Reproduce word for word the passage in the article on male infertility that opens with the words containing "And yet up to" and closes with "especially in the U.S.".
*** PROVIDED TEXT Section Begins ***
The Silent Shame of Male Infertility by M. Oaklander
By MANDY OAKLANDER
January 3, 2019
…He started taking fertility drugs to help his testicles recover. But three months later, he still had no sperm. He’d been injecting himself with testosterone because his body could no longer produce it naturally, but his doctor recommended he stop in order to make the fertility drugs more effective.
Now his sperm count is slowly climbing, but his sex drive has withered, along with his energy and 30 pounds of muscle. He has fat in places he never had before, including his breast tissue. He’s become depressed.
On his social-media accounts, Goldman has scaled back on shirtless photos and posts more long-sleeved shots instead. But beyond confiding in his wife, he hasn’t publicly shared what’s really going on. “I have 10-plus thousand people that follow me on Instagram,” he says, “who don’t know who the f-ck I am.”
Infertility is almost always thought of as a woman’s issue, and it’s true that women bear the greater burden of it. They are the ones who ultimately either get pregnant or don’t, and regardless of which partner has the fertility problem, the woman’s body is usually the site of treatment.
In vitro fertilization (IVF), for instance, often requires just a sperm sample from men but a great deal more from their female partners: injections of synthetic hormones, blood tests, ultrasounds.
And yet up to 50% of cases in which couples can’t have babies are due in some way to men. More men are talking about it now, but it remains stigmatized, especially in the U.S.
Men are largely absent from public conversation around infertility, and even those who have looked for support hesitate to identify as someone struggling with male infertility.
….Some men, like Goldman, know why they’re infertile. One of the most common causes is a varicocele; veins in the scrotum sometimes grow too big and tangle, which can make the testicle heat up and impair sperm function. This can often be fixed with surgery.
Certain medications, including steroids and hair-loss drugs, are also known to affect fertility in men, as are obesity and other medical issues. Recent research suggests that age is another contributor–sperm quality, not just egg quality, decreases with time.
…In the three years that Dr. James Kashanian has been practicing urology at Weill Cornell Medicine in New York City, he’s noticed a shift in how men approach the issue.
Couples used to assume the problem was with the woman, jumping to IVF and intrauterine insemination (IUI)–in which sperm is inserted directly into the uterus–before exploring issues with the man. “Now, physicians, patients and couples are more aware of this male factor, and they’re looking to get answers sooner,” he says.
After men leave the doctor’s office, though, they often experience raw feelings: guilt, for being the reason their partner can’t get pregnant with their biological child and for what she’ll have to go through to do so; shame, for not being able to perform the basic feat of reproduction; loneliness, because they feel like they’re the only ones in this situation.
…Finally, he found Mens Fertility Support, through which he and other men can advise one another and commiserate. “Keeping it in is just exhausting,” Hansen says. He’s noticed, however, that most members of the group are based in the U.K. In the U.S., “a guy tends to feel like he has to be the rock,” Hansen says.
“So much of masculinity in America is about being as strong, independent and capable as other men,” says Liberty Barnes, a medical sociologist and author of the 2014 book Conceiving Masculinity: Male Infertility, Medicine, and Identity. “If you can’t get your wife pregnant, you can’t help but compare yourself to other men and feel inferior.”
*** PROVIDED TEXT Section Ends ***
*** EXCERPTED RECORDS Section Begins ***
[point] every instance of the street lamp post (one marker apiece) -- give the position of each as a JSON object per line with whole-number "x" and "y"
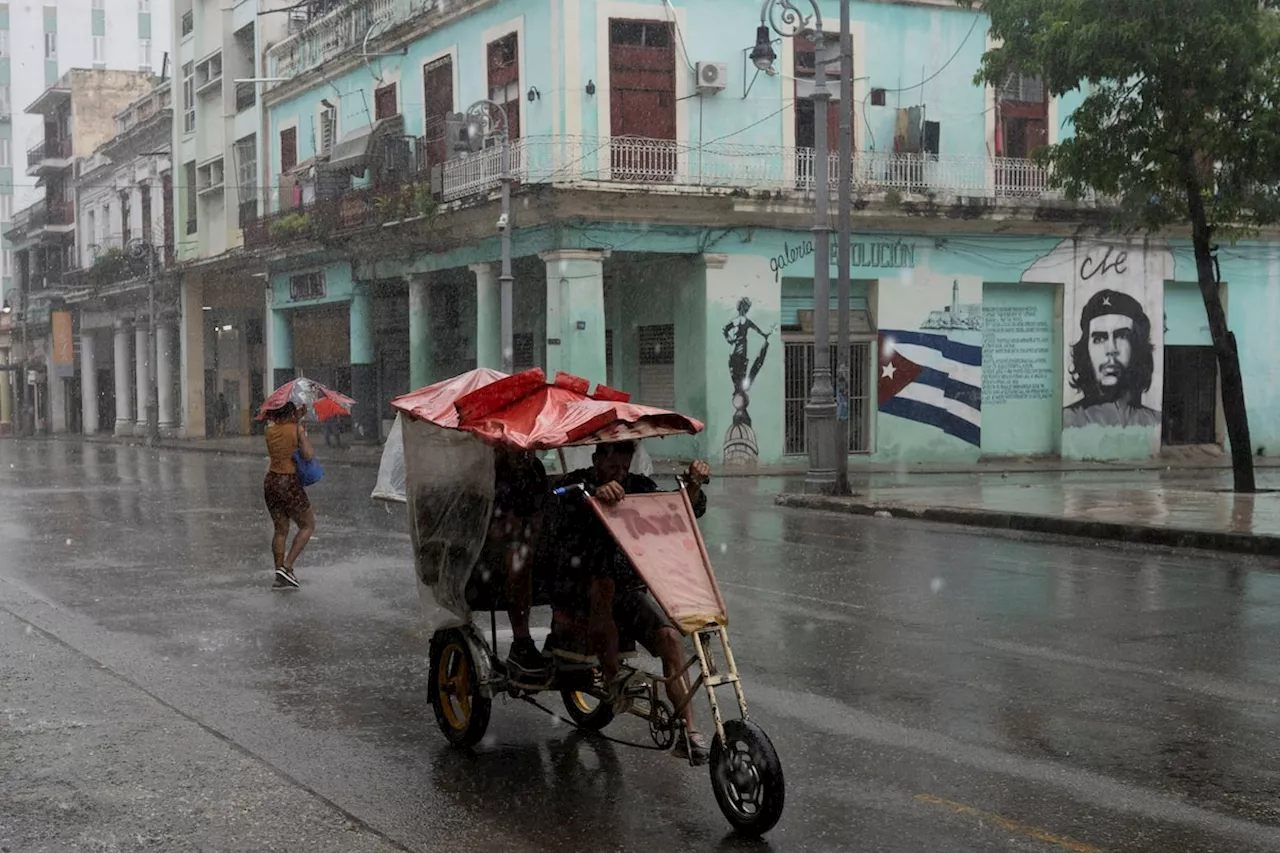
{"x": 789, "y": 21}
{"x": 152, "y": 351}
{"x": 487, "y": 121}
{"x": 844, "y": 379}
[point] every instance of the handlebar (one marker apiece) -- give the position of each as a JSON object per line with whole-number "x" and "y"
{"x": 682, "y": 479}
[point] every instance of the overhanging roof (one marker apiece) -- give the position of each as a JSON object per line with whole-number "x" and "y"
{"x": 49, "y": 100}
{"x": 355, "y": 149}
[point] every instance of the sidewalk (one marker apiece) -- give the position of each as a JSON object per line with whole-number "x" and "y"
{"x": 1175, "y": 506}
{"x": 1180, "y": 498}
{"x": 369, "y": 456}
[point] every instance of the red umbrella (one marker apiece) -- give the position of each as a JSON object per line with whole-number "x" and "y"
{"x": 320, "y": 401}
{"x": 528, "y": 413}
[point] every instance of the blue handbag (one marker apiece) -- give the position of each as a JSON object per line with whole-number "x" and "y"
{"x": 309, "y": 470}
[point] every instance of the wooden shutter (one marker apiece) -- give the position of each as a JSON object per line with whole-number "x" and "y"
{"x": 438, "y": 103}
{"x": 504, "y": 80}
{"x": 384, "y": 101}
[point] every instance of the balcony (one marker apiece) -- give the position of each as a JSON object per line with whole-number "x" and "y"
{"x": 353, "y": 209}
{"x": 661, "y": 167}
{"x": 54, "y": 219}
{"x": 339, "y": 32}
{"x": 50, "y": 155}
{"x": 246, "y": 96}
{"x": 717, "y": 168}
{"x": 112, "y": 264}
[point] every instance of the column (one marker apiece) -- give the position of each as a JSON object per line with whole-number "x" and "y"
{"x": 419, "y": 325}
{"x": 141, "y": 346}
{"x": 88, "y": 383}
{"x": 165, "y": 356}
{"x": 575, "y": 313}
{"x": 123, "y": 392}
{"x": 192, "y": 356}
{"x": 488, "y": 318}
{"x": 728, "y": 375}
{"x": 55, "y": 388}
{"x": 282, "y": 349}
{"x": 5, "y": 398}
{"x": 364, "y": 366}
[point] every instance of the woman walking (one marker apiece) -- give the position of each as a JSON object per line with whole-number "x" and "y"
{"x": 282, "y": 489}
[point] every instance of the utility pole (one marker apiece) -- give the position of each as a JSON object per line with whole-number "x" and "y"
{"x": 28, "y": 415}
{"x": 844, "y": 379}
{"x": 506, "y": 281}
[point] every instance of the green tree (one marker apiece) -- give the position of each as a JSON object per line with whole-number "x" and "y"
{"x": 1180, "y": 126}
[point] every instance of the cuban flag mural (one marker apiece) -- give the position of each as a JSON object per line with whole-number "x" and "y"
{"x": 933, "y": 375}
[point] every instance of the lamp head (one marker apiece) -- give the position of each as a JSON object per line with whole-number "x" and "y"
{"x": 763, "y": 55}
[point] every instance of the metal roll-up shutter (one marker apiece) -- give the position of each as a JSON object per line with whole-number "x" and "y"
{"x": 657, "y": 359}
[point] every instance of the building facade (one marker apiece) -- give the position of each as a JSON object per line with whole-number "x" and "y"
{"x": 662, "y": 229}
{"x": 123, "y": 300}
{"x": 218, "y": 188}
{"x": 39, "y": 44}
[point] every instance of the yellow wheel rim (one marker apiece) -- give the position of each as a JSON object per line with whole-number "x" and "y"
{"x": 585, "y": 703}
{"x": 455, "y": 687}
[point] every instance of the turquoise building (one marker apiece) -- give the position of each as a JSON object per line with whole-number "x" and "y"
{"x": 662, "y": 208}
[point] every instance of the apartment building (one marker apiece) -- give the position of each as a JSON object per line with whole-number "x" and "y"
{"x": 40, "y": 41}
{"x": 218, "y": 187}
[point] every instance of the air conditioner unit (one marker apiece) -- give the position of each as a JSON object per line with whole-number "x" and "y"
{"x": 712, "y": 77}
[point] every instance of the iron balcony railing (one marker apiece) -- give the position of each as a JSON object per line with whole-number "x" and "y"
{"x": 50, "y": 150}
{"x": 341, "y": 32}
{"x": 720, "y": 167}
*** EXCERPTED RECORDS Section Ends ***
*** EXCERPTED RECORDS Section Begins ***
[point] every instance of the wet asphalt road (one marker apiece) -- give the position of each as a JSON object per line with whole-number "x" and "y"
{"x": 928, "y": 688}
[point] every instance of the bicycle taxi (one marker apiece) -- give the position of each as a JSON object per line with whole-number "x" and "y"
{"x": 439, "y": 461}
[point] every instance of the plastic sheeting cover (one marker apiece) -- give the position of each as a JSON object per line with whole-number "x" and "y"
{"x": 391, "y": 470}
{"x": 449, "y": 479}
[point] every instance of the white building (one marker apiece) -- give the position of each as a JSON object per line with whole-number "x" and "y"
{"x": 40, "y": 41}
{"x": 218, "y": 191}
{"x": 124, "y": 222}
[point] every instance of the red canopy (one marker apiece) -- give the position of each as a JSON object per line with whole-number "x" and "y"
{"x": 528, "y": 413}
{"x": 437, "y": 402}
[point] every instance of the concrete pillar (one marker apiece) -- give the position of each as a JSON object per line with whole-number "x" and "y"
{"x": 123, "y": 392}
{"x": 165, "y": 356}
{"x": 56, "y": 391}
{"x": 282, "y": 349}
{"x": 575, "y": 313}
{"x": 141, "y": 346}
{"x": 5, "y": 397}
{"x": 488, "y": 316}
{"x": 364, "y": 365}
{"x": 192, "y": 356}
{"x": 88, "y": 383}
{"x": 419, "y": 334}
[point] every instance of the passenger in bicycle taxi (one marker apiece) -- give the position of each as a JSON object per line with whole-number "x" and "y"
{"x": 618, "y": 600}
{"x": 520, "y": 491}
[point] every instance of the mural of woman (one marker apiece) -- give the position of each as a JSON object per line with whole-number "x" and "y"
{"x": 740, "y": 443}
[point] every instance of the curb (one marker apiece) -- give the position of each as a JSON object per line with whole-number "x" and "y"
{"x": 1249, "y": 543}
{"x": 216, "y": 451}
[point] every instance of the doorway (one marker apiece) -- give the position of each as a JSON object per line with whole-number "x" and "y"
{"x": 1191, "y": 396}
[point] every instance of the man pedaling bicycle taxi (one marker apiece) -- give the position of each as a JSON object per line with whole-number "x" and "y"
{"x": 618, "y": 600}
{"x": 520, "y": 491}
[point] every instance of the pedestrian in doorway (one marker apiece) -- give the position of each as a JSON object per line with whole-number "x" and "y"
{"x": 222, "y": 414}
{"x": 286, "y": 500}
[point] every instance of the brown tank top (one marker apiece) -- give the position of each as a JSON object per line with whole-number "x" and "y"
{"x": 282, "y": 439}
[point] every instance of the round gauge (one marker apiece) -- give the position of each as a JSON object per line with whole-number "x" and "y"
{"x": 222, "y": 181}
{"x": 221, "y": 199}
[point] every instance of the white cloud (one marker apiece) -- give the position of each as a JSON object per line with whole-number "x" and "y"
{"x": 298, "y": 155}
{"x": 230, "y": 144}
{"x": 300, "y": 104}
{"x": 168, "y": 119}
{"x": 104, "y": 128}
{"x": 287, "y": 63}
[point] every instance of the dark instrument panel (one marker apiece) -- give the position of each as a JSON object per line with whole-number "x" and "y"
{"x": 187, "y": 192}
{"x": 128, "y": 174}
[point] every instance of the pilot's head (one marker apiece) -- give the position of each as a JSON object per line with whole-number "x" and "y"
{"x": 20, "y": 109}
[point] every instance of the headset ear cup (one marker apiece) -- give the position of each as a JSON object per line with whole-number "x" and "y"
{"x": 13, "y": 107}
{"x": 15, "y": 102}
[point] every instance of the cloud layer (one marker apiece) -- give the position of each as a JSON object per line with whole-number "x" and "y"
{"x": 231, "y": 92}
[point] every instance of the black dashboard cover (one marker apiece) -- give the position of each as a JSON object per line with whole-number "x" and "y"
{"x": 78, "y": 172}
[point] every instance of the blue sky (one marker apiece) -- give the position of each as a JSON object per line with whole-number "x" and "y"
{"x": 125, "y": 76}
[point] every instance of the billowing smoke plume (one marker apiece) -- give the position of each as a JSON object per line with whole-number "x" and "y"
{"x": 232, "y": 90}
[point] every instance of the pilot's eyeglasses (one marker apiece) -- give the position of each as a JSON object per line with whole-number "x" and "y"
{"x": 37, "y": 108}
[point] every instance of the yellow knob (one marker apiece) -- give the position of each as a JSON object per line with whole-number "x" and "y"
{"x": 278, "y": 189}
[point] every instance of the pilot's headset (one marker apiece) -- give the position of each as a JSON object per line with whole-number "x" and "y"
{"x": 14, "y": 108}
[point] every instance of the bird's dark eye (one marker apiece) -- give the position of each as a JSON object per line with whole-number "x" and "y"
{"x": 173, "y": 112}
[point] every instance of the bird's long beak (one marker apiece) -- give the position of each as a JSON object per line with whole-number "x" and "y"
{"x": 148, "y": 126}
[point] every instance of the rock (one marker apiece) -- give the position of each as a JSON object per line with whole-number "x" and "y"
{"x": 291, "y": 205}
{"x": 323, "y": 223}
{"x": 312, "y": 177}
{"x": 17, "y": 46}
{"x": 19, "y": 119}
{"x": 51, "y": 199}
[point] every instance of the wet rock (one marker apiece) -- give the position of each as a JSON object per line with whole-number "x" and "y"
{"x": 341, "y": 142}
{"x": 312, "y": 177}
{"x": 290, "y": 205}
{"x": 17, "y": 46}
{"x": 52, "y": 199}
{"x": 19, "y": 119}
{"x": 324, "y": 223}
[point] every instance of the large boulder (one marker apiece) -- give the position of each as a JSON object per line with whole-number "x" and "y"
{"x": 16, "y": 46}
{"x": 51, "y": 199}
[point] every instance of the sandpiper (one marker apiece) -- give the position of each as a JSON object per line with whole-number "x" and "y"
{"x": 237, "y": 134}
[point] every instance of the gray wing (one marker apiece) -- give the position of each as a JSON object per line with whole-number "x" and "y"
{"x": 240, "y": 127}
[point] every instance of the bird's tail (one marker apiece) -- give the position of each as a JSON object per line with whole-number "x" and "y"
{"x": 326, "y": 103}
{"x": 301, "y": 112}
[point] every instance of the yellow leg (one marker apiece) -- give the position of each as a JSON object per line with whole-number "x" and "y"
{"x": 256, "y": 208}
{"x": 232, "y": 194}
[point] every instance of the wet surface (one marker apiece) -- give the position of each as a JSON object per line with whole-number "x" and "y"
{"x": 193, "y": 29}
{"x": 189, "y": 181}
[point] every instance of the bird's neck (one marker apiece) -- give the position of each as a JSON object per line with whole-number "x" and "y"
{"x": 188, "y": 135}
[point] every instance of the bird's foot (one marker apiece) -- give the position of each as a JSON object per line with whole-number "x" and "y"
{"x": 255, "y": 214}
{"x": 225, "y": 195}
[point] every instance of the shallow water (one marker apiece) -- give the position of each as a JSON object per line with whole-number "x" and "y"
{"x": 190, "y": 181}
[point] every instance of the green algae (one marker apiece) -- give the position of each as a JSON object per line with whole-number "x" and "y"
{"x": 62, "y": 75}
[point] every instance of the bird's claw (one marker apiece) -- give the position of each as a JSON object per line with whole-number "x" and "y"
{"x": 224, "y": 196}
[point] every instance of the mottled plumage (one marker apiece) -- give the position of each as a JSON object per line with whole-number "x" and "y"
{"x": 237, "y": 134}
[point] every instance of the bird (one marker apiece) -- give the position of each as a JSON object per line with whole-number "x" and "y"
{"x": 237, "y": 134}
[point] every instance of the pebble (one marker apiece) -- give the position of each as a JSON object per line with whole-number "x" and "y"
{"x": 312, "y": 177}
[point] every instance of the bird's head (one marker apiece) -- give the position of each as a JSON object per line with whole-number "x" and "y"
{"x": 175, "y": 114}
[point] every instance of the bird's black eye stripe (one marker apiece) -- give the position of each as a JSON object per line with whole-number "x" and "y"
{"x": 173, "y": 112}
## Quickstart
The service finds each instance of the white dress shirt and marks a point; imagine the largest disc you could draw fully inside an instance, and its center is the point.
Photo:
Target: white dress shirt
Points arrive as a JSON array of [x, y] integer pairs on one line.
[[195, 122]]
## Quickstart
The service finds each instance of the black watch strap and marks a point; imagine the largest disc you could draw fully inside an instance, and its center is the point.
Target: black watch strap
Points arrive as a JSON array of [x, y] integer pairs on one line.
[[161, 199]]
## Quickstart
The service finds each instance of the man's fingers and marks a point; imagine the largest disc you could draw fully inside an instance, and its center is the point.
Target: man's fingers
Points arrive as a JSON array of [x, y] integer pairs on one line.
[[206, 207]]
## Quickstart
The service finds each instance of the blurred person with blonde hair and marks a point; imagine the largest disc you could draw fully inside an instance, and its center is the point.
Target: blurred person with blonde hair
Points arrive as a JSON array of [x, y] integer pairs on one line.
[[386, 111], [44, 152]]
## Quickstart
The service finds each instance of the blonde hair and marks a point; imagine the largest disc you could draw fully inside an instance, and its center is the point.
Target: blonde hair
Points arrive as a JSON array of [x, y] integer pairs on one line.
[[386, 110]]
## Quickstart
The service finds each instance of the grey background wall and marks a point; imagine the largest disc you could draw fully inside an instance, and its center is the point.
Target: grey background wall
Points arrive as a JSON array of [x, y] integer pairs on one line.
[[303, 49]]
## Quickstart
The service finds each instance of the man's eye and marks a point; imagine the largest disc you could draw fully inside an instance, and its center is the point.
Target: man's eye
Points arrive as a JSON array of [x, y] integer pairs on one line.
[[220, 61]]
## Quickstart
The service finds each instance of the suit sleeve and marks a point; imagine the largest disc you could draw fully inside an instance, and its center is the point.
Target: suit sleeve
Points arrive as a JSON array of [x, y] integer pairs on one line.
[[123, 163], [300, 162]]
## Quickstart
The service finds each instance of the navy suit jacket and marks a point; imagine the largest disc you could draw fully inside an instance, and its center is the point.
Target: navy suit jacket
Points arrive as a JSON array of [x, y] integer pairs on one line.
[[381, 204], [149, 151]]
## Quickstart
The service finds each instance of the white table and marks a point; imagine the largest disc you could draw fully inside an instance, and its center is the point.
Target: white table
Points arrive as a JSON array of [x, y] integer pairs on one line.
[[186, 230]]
*** EXCERPTED RECORDS Section Ends ***
→ **EXERCISE ANSWER**
And yet up to 50% of cases in which couples can’t have babies are due in some way to men. More men are talking about it now, but it remains stigmatized, especially in the U.S.